▸ Problem requirements
A verbatim copy of every entry is required. Produce it now.

--

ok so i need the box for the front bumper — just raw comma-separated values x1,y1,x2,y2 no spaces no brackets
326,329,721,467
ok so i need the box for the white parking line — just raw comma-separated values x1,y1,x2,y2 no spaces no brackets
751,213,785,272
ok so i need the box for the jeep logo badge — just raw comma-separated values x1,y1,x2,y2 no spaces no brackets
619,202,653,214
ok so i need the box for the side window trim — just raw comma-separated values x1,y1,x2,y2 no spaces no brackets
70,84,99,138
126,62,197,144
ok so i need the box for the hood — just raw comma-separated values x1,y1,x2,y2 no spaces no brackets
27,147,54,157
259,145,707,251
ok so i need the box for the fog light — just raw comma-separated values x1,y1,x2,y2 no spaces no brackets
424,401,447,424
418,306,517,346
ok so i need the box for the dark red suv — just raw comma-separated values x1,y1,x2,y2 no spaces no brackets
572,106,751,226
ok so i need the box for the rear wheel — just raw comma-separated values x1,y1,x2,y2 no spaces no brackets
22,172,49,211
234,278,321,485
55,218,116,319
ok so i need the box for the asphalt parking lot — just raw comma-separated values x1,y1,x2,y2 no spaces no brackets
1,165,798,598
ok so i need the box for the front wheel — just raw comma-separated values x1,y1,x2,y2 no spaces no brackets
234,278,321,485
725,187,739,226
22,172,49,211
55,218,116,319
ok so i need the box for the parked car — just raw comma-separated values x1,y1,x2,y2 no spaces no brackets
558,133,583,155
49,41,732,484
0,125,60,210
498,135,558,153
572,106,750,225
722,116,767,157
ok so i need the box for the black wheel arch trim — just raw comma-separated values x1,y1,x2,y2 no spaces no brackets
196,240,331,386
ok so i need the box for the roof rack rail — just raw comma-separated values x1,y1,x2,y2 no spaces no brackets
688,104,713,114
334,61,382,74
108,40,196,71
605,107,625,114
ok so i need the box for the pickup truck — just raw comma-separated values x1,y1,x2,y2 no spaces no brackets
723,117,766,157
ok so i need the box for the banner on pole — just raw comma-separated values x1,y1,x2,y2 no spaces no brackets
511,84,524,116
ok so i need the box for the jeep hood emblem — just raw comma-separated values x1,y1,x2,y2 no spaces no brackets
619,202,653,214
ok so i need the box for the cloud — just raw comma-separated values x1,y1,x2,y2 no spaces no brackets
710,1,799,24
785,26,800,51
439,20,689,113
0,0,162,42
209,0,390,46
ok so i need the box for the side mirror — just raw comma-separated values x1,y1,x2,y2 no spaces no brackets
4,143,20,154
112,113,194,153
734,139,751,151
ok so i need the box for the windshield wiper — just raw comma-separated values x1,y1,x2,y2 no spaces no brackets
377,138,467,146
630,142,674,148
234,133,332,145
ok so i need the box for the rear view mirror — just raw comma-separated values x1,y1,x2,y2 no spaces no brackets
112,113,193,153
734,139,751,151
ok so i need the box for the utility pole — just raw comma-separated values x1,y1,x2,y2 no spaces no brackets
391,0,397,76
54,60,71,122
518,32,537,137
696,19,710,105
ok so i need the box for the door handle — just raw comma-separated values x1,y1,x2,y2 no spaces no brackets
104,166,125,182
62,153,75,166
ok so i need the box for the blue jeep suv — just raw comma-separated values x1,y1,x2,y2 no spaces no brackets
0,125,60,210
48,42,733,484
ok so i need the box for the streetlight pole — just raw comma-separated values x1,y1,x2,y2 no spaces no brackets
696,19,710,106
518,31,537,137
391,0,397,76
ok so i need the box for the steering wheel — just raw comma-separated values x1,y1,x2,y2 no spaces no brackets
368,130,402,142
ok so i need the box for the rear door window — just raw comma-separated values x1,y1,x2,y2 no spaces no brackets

--

▸ Solution below
ok so i need the box for the front bumper — just raw comma-separated values x1,y1,x2,y2 no spaces no brackets
326,329,721,467
ok so i need the box for the white parking line — just raw comma-separated values x1,y1,x2,y2 no spaces no brackets
751,213,785,272
ok so i need the box for the jeep logo badge — just raw comma-separated values x1,y1,x2,y2 no spaces no brackets
619,202,653,214
ok so i need the box for the side window trim — just raw comma-separated values x1,y1,x2,y2 no spaces no brackets
70,84,99,138
126,62,197,144
ok so i need the box for the hood — just raw comma-separated values x1,y1,x2,y2 no spaces no brackets
27,147,54,157
259,145,707,251
ok so i need the box for the fog light — just raw comma-separated values x1,y1,x2,y2 no spaces no brackets
424,401,447,424
418,306,517,346
ok so i need the box for the dark red suv — just raw comma-separated values x1,y1,x2,y2 no spaces no brackets
572,106,751,226
ok so i need the box for the rear wheel — just raw comma-separated values x1,y1,x2,y2 no spaces no brackets
22,172,49,211
234,278,321,485
55,218,116,319
ok so i need the box for the asphalt parking lot — just raw comma-separated values x1,y1,x2,y2 no spaces no brackets
1,165,798,598
ok so i need the box for the front wheel — just raw comma-separated values x1,y1,x2,y2 no spaces no brackets
234,278,321,485
725,187,739,226
22,172,49,211
55,218,116,319
ok so i need the box for the parked car — just raw comma-separated values x1,y1,x2,y2 no spaces no brackets
558,133,583,155
49,41,732,484
0,125,60,210
498,135,558,153
572,106,750,225
722,116,767,157
ok so i need the box for the black wheel arch trim — just raw comma-separated values x1,y1,x2,y2 no spaces no brackets
196,240,331,386
ok so i need the box for the roof rack rail — just raw comma-separated values x1,y1,x2,y2 no spaces no brackets
688,104,713,114
334,61,382,74
108,40,196,71
605,107,625,114
ok so i need the box for the pickup truck — just raw comma-separated values x1,y1,x2,y2 no spaces no brackets
723,117,766,157
ok so i need the box for the banner on pole — just raw comma-separated values x1,y1,x2,y2 no spaces no brackets
511,84,524,116
ok so i need the box for the jeep hood emblem — just raw comma-separated values x1,y1,x2,y2 no spaces no brackets
619,202,653,214
ok so i need the box for the cloud — just raw comma-separated values x1,y1,x2,y2 no spaces no brackets
710,1,799,24
785,26,800,51
439,20,689,113
0,0,162,42
209,0,390,46
ok so i need the box for the side mirror — just raw comma-separated values x1,y1,x2,y2 no spaces no brackets
4,143,20,154
112,113,194,153
734,139,751,151
ok so i need the box for the windshield wiper — just raw comma-separated values x1,y1,x2,y2 no spaces no brackets
377,138,467,146
630,142,674,148
234,133,332,145
ok so i need the box for the rear view mirror — just raw comma-separated values x1,y1,x2,y2 no spaces no brackets
112,113,193,153
734,139,751,151
ok so i need the box for the utility pole — just raw comma-separated values x1,y1,x2,y2 no spaces no brackets
391,0,397,76
54,60,71,122
518,32,537,137
696,19,710,105
ok so i need the box for the door handle — just raw comma-separated values x1,y1,x2,y2 no spaces no brackets
104,166,125,182
62,153,75,166
ok so i need the box for the blue jeep suv — just raw comma-separated values x1,y1,x2,y2 no spaces no brackets
0,125,60,210
48,42,733,484
ok so i need the box for the streetlight pole — just raw comma-separated values x1,y1,x2,y2 no spaces no brackets
696,19,710,106
518,31,537,137
391,0,397,76
ok so i need the box for the steering wheel — just raw comma-separated values x1,y1,x2,y2 no spaces no brackets
368,130,402,142
ok so i need the box for the rear door window — just raw comma-separated values x1,y1,x2,y2 no spaces no brackets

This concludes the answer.